### Text passage
──────
#!/usr/bin/env python
# coding: utf-8
# ###### Content under Creative Commons Attribution license CC-BY 4.0, code under MIT license (c)2014 L.A. Barba, G.F. Forsyth, C.D. Cooper.
# # Spreading out
# Welcome back! This is the third lesson of the course [Module 4](https://github.com/numerical-mooc/numerical-mooc/tree/master/lessons/04_spreadout), _Spreading out: parabolic PDEs,_ where we study the numerical solution of diffusion problems.
──────
### Written exercise
Reproduce the spreading-out lesson text word for word, everything from "#!/usr/bin/env python" down to "Forsyth, C.D. Cooper.".

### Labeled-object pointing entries
──────
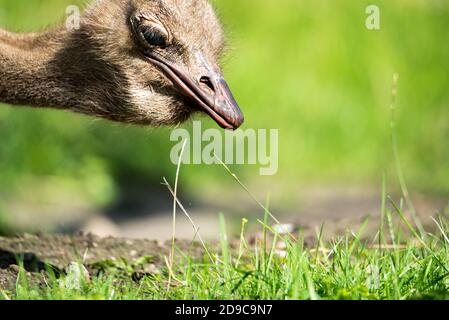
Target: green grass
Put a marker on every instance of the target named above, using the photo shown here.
(310, 69)
(345, 268)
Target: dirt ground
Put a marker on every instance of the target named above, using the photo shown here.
(113, 236)
(42, 253)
──────
### Exercise response
#!/usr/bin/env python
# coding: utf-8
# ###### Content under Creative Commons Attribution license CC-BY 4.0, code under MIT license (c)2014 L.A. Barba, G.F. Forsyth, C.D. Cooper.